## DIRECTIONS
Copy the rows word for word, from the start of the rows through the line that contains "20 16 L 24 0", including that line. Omit the pictures from your answer.

[Rows from a data collection]
──────────
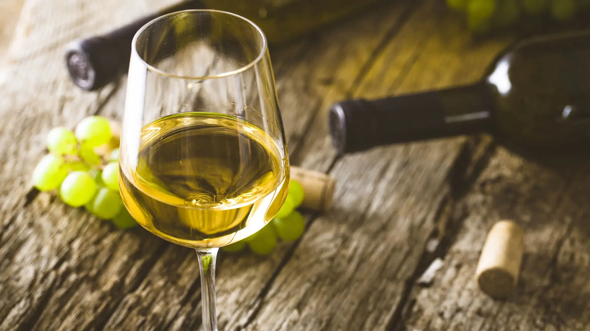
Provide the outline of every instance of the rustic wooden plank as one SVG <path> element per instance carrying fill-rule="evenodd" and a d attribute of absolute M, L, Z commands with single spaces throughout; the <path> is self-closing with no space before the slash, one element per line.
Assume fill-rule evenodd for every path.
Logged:
<path fill-rule="evenodd" d="M 20 16 L 24 0 L 0 2 L 0 64 L 12 40 L 15 26 Z"/>
<path fill-rule="evenodd" d="M 33 5 L 41 6 L 37 4 Z M 65 10 L 65 8 L 62 9 Z M 93 8 L 91 8 L 91 9 Z M 392 19 L 391 16 L 392 13 L 395 15 L 395 12 L 393 9 L 391 11 L 381 14 L 381 19 L 378 21 L 378 24 L 369 25 L 368 28 L 376 28 L 383 31 L 384 34 L 386 33 L 390 25 L 395 22 L 395 19 Z M 30 11 L 35 11 L 30 9 Z M 67 12 L 67 11 L 65 11 Z M 39 18 L 33 17 L 31 19 L 33 18 Z M 374 18 L 373 16 L 366 19 L 365 22 L 372 21 Z M 358 25 L 356 27 L 352 25 L 348 28 L 348 31 L 358 29 L 359 25 L 365 25 L 364 23 L 356 24 Z M 21 23 L 21 25 L 26 25 L 25 23 Z M 339 38 L 343 39 L 345 37 L 349 37 L 342 32 L 339 35 Z M 62 41 L 68 41 L 68 38 L 61 35 L 59 37 L 61 39 L 55 42 L 55 45 Z M 346 44 L 346 47 L 342 48 L 344 51 L 360 50 L 358 52 L 360 58 L 355 58 L 356 62 L 353 63 L 362 65 L 362 57 L 365 59 L 369 57 L 371 54 L 370 45 L 378 44 L 380 41 L 379 37 L 379 34 L 373 34 L 368 42 L 367 40 L 360 38 L 355 39 L 355 43 L 349 44 L 347 44 L 348 42 L 342 39 L 337 38 L 335 40 Z M 330 53 L 327 58 L 318 58 L 314 55 L 316 52 L 321 52 L 322 48 L 330 48 L 329 44 L 325 42 L 332 39 L 329 35 L 326 36 L 317 44 L 322 45 L 322 47 L 319 49 L 312 48 L 312 51 L 304 57 L 305 61 L 309 61 L 314 66 L 320 66 L 324 61 L 335 63 L 335 58 L 341 57 L 338 53 Z M 26 44 L 24 42 L 21 44 Z M 25 63 L 30 64 L 37 58 L 55 58 L 57 57 L 54 55 L 57 54 L 54 53 L 57 53 L 58 51 L 58 47 L 55 45 L 45 46 L 46 49 L 41 49 L 42 51 L 40 51 L 38 54 L 27 52 L 24 54 L 19 55 L 18 51 L 15 52 L 12 55 L 12 64 L 18 67 L 18 65 L 24 65 L 24 64 Z M 299 55 L 298 49 L 299 48 L 295 48 L 291 51 Z M 46 51 L 50 53 L 49 55 L 43 55 Z M 286 59 L 293 58 L 293 54 L 289 51 L 285 54 Z M 27 60 L 26 62 L 25 59 Z M 48 65 L 50 61 L 43 60 L 40 62 Z M 337 62 L 336 63 L 337 64 Z M 339 72 L 340 74 L 343 72 L 348 74 L 349 75 L 345 75 L 344 77 L 347 79 L 352 78 L 350 80 L 352 81 L 353 80 L 353 75 L 357 74 L 359 66 L 349 67 L 350 64 L 350 62 L 345 61 L 342 64 L 342 68 L 345 69 L 341 69 Z M 304 67 L 304 65 L 303 66 Z M 277 67 L 278 69 L 281 68 L 280 63 Z M 352 70 L 353 68 L 356 68 L 356 72 Z M 9 68 L 5 72 L 15 72 L 17 69 Z M 293 69 L 287 71 L 289 74 L 292 75 L 296 71 Z M 312 69 L 307 71 L 312 74 L 314 72 Z M 106 90 L 105 93 L 107 97 L 105 97 L 106 100 L 99 104 L 99 105 L 94 103 L 94 98 L 88 97 L 92 94 L 81 94 L 76 89 L 72 91 L 67 89 L 58 90 L 58 96 L 62 92 L 65 95 L 61 98 L 57 98 L 56 100 L 54 95 L 50 95 L 50 93 L 44 89 L 47 89 L 47 85 L 58 87 L 67 85 L 65 82 L 68 81 L 65 77 L 65 72 L 56 71 L 55 72 L 61 76 L 52 78 L 53 80 L 44 77 L 45 81 L 37 82 L 41 91 L 40 95 L 43 96 L 44 93 L 47 95 L 47 100 L 43 100 L 43 102 L 40 102 L 42 105 L 42 107 L 40 106 L 41 110 L 46 112 L 47 114 L 44 118 L 44 123 L 38 124 L 39 127 L 35 128 L 36 132 L 41 133 L 36 137 L 37 144 L 38 145 L 37 147 L 38 148 L 35 149 L 35 146 L 28 146 L 31 147 L 29 151 L 30 155 L 35 155 L 35 157 L 39 157 L 42 153 L 43 136 L 50 126 L 58 124 L 73 126 L 80 118 L 89 113 L 99 112 L 110 117 L 117 118 L 120 117 L 122 110 L 121 105 L 124 93 L 122 89 L 117 90 L 114 87 L 110 87 L 110 89 Z M 325 72 L 322 71 L 322 73 L 325 74 Z M 9 77 L 9 74 L 5 74 L 3 77 Z M 324 78 L 325 76 L 322 78 Z M 279 85 L 280 91 L 287 91 L 291 88 L 290 86 L 281 88 L 280 84 Z M 305 91 L 309 87 L 300 87 Z M 14 91 L 17 91 L 16 88 Z M 297 92 L 300 92 L 301 91 L 299 90 Z M 55 91 L 53 92 L 55 92 Z M 21 95 L 27 96 L 26 93 Z M 96 98 L 96 96 L 93 97 Z M 84 98 L 87 98 L 87 100 Z M 310 98 L 312 98 L 312 101 L 317 102 L 317 100 L 321 99 L 322 95 L 312 95 Z M 38 100 L 40 100 L 40 97 Z M 78 102 L 78 100 L 80 101 Z M 21 104 L 28 105 L 25 101 L 21 101 L 21 104 L 12 100 L 11 101 L 9 105 L 13 108 L 25 107 L 20 105 Z M 60 102 L 63 102 L 63 107 L 54 107 L 56 104 L 58 105 L 61 104 Z M 87 102 L 87 104 L 84 102 Z M 290 147 L 293 143 L 297 143 L 297 131 L 305 130 L 305 123 L 309 121 L 309 117 L 315 110 L 312 102 L 309 104 L 301 102 L 297 105 L 303 106 L 303 109 L 307 111 L 299 111 L 296 115 L 294 114 L 293 115 L 293 118 L 297 120 L 290 123 L 293 124 L 296 123 L 297 125 L 290 127 L 293 129 L 289 130 L 292 131 L 289 131 L 287 135 L 294 137 L 296 139 L 291 138 L 290 140 Z M 78 107 L 88 110 L 76 112 L 76 108 Z M 59 110 L 60 109 L 61 111 Z M 61 111 L 62 117 L 68 117 L 68 120 L 63 121 L 64 118 L 56 117 L 56 110 L 58 110 L 58 115 Z M 286 112 L 286 114 L 288 112 Z M 38 115 L 37 113 L 31 114 L 32 116 L 33 115 Z M 17 117 L 15 116 L 15 118 Z M 286 118 L 287 117 L 286 115 Z M 286 119 L 286 122 L 289 123 L 289 120 Z M 19 130 L 26 133 L 32 128 L 25 127 L 24 130 L 22 128 Z M 293 134 L 291 134 L 290 132 Z M 299 134 L 299 136 L 301 135 L 301 133 Z M 294 143 L 291 143 L 291 141 Z M 27 143 L 30 143 L 28 141 Z M 11 157 L 11 160 L 15 163 L 28 162 L 27 160 L 24 160 L 26 159 L 27 155 L 24 157 L 17 154 Z M 30 157 L 32 158 L 33 157 Z M 27 168 L 21 169 L 19 171 L 13 171 L 12 177 L 9 179 L 15 180 L 19 178 L 19 176 L 28 176 L 30 171 L 30 169 Z M 22 180 L 22 178 L 21 180 Z M 28 192 L 23 190 L 22 193 L 17 193 L 26 196 Z M 39 194 L 34 200 L 24 200 L 22 198 L 20 201 L 15 199 L 15 202 L 12 203 L 13 206 L 22 206 L 27 202 L 27 207 L 24 210 L 13 209 L 11 208 L 10 204 L 7 204 L 6 208 L 3 210 L 7 214 L 14 215 L 9 217 L 7 226 L 4 227 L 3 239 L 0 244 L 0 251 L 5 257 L 2 261 L 2 266 L 5 267 L 3 268 L 0 278 L 2 280 L 0 284 L 2 287 L 2 293 L 6 296 L 0 299 L 2 303 L 0 305 L 0 312 L 2 313 L 0 319 L 3 323 L 1 325 L 3 327 L 8 329 L 27 329 L 32 327 L 40 329 L 100 329 L 105 323 L 108 323 L 109 326 L 114 328 L 117 328 L 117 325 L 119 325 L 124 329 L 127 326 L 132 327 L 135 326 L 159 329 L 168 326 L 173 329 L 179 328 L 199 323 L 200 309 L 198 304 L 199 294 L 196 276 L 198 272 L 196 259 L 189 250 L 166 244 L 145 231 L 142 232 L 141 229 L 126 233 L 116 231 L 107 223 L 98 221 L 81 210 L 74 210 L 64 206 L 59 201 L 56 201 L 50 194 Z M 14 214 L 11 213 L 11 210 Z M 230 272 L 230 274 L 243 276 L 240 282 L 235 283 L 235 288 L 244 287 L 245 284 L 252 284 L 251 279 L 260 272 L 260 268 L 251 267 L 253 259 L 264 261 L 270 265 L 268 274 L 271 275 L 274 269 L 280 264 L 282 258 L 280 254 L 283 254 L 284 257 L 284 252 L 287 249 L 287 246 L 285 246 L 283 250 L 280 250 L 279 254 L 276 256 L 274 261 L 254 257 L 250 257 L 250 260 L 242 260 L 236 257 L 235 259 L 239 260 L 239 263 L 231 265 L 235 265 L 238 268 L 238 272 L 237 273 Z M 281 251 L 283 253 L 280 253 Z M 161 256 L 163 256 L 160 258 Z M 173 260 L 171 260 L 172 259 Z M 250 273 L 245 273 L 241 270 L 241 267 L 244 264 L 251 267 Z M 219 267 L 220 273 L 222 273 L 224 270 L 224 265 L 222 262 Z M 179 269 L 182 270 L 179 273 L 178 271 Z M 145 282 L 143 282 L 145 274 L 152 269 L 158 270 L 156 274 L 153 275 L 156 278 L 149 277 Z M 12 276 L 14 274 L 21 274 L 18 273 L 19 270 L 25 270 L 27 272 L 23 272 L 22 276 L 16 280 L 14 279 Z M 172 295 L 165 297 L 163 295 L 168 293 L 169 287 L 154 284 L 152 282 L 153 279 L 158 279 L 158 277 L 160 279 L 167 279 L 162 277 L 163 274 L 169 277 L 178 276 L 178 278 L 173 278 L 170 282 L 159 282 L 160 284 L 178 284 L 173 289 L 176 292 L 171 290 Z M 221 276 L 220 278 L 222 279 L 222 277 Z M 178 279 L 181 280 L 177 281 Z M 266 281 L 264 278 L 258 280 L 258 283 L 253 284 L 255 286 L 252 286 L 250 293 L 231 293 L 231 297 L 230 299 L 232 301 L 237 300 L 237 302 L 234 302 L 234 304 L 238 308 L 244 306 L 242 304 L 244 298 L 250 299 L 250 306 L 245 306 L 249 308 L 258 300 L 257 296 L 265 286 Z M 140 289 L 136 291 L 137 289 Z M 132 295 L 124 297 L 127 293 Z M 155 294 L 152 297 L 155 299 L 154 306 L 149 306 L 149 298 L 141 296 L 146 293 Z M 178 300 L 169 300 L 176 296 L 176 293 L 179 294 L 176 296 Z M 139 304 L 132 306 L 131 309 L 139 309 L 136 315 L 127 314 L 126 310 L 122 309 L 121 311 L 123 313 L 122 315 L 114 315 L 113 322 L 107 320 L 117 309 L 120 302 L 122 300 L 122 306 L 124 307 L 127 302 L 133 300 L 136 297 L 139 297 Z M 223 300 L 224 296 L 222 294 L 220 296 L 221 304 L 223 304 Z M 142 306 L 144 304 L 148 307 Z M 182 313 L 179 313 L 178 316 L 176 309 L 177 307 L 182 308 Z M 153 315 L 150 316 L 150 314 L 146 313 L 146 311 L 152 308 Z M 168 313 L 165 314 L 165 312 Z M 244 312 L 244 316 L 247 315 L 248 310 L 245 310 Z M 233 316 L 239 315 L 236 314 L 232 315 Z M 135 317 L 137 318 L 135 319 Z M 117 324 L 120 322 L 117 322 L 119 317 L 121 317 L 119 319 L 124 320 L 123 324 Z"/>
<path fill-rule="evenodd" d="M 480 77 L 507 41 L 473 43 L 460 22 L 441 15 L 442 5 L 419 6 L 376 57 L 353 96 L 419 91 Z M 300 150 L 298 161 L 306 167 L 329 168 L 335 155 L 326 123 L 333 101 L 326 98 Z M 477 176 L 473 170 L 485 162 L 487 145 L 455 138 L 338 159 L 330 171 L 339 183 L 334 210 L 312 223 L 246 329 L 391 327 L 441 210 L 458 187 Z"/>
<path fill-rule="evenodd" d="M 73 127 L 117 90 L 116 84 L 93 93 L 75 88 L 64 67 L 65 44 L 171 2 L 24 4 L 0 68 L 0 329 L 100 328 L 113 309 L 110 296 L 120 300 L 120 291 L 136 287 L 137 274 L 157 259 L 157 245 L 125 239 L 129 233 L 55 203 L 51 194 L 37 196 L 29 181 L 49 130 Z M 113 244 L 120 239 L 123 244 Z"/>
<path fill-rule="evenodd" d="M 327 91 L 325 81 L 340 82 L 343 97 L 406 5 L 394 4 L 322 34 L 271 52 L 290 154 L 302 137 Z M 375 33 L 379 31 L 379 33 Z M 349 56 L 343 57 L 342 54 Z M 268 257 L 222 253 L 217 269 L 219 328 L 248 323 L 261 293 L 288 259 L 292 245 L 283 244 Z M 180 267 L 179 266 L 182 266 Z M 106 329 L 147 327 L 184 330 L 201 322 L 198 264 L 194 253 L 171 246 L 136 290 L 126 294 Z M 178 281 L 176 280 L 178 279 Z M 155 281 L 158 280 L 158 281 Z"/>
<path fill-rule="evenodd" d="M 415 303 L 398 329 L 590 329 L 588 162 L 539 162 L 499 148 L 455 207 L 457 240 L 444 267 L 432 287 L 414 289 Z M 488 230 L 504 219 L 525 229 L 526 252 L 514 293 L 494 301 L 473 277 Z"/>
──────────
## THE COMPLETED TASK
Provide the outline of every instance of the rustic wooden plank as one SVG <path> element per instance carrying fill-rule="evenodd" and a d attribute of absolute M, L, Z commands with single spaces throughout; the <path> is self-closing with no space before the slash, one element per line.
Assume fill-rule evenodd for every path.
Logged:
<path fill-rule="evenodd" d="M 20 16 L 24 0 L 0 2 L 0 64 L 12 40 L 15 26 Z"/>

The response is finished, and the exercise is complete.